# TRY IT
Each record beneath this sentence is to be transcribed exactly as it reads.

(Collection entries)

──────────

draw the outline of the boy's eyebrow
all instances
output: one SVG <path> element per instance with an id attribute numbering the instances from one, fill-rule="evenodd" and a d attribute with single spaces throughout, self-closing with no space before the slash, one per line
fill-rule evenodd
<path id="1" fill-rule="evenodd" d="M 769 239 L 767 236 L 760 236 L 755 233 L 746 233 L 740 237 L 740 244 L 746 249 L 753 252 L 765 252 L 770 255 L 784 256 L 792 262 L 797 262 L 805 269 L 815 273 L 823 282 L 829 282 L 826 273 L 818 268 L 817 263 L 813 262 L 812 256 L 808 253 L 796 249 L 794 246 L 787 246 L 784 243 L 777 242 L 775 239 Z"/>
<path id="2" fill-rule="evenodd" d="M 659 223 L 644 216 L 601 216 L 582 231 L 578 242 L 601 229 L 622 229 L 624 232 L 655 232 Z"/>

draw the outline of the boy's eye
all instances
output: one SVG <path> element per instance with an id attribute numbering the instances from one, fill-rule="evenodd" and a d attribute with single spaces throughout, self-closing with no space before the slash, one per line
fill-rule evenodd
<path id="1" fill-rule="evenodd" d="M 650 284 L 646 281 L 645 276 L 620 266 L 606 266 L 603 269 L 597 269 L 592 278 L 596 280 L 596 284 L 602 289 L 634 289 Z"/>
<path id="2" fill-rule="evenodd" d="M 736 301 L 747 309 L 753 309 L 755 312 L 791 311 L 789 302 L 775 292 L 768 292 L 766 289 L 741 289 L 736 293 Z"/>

──────────

# RESPONSE AREA
draw the outline of the boy's eyebrow
all instances
output: one SVG <path> element per instance with an id attribute numbering the instances from one, fill-rule="evenodd" and a d attribute with single spaces throughout, self-closing with no space before the slash, one per line
fill-rule evenodd
<path id="1" fill-rule="evenodd" d="M 769 239 L 767 236 L 760 236 L 755 233 L 746 233 L 740 237 L 740 244 L 746 249 L 753 252 L 765 252 L 770 255 L 784 256 L 792 262 L 797 262 L 805 269 L 815 273 L 823 282 L 829 282 L 826 273 L 818 268 L 817 263 L 813 262 L 812 256 L 808 253 L 796 249 L 794 246 L 787 246 L 784 243 L 777 242 L 775 239 Z"/>
<path id="2" fill-rule="evenodd" d="M 659 223 L 644 216 L 601 216 L 582 231 L 578 242 L 601 229 L 622 229 L 624 232 L 655 232 Z"/>

draw the outline of the boy's eye
all instances
output: one SVG <path> element per instance with an id attribute numbering the instances from one, fill-rule="evenodd" and a d attribute with single spaces throughout, self-closing with no space before the slash, one per line
fill-rule evenodd
<path id="1" fill-rule="evenodd" d="M 650 284 L 646 281 L 645 276 L 620 266 L 606 266 L 603 269 L 597 269 L 592 278 L 596 280 L 596 284 L 602 289 L 634 289 Z"/>
<path id="2" fill-rule="evenodd" d="M 736 301 L 747 309 L 753 309 L 755 312 L 791 311 L 789 302 L 775 292 L 768 292 L 766 289 L 741 289 L 736 293 Z"/>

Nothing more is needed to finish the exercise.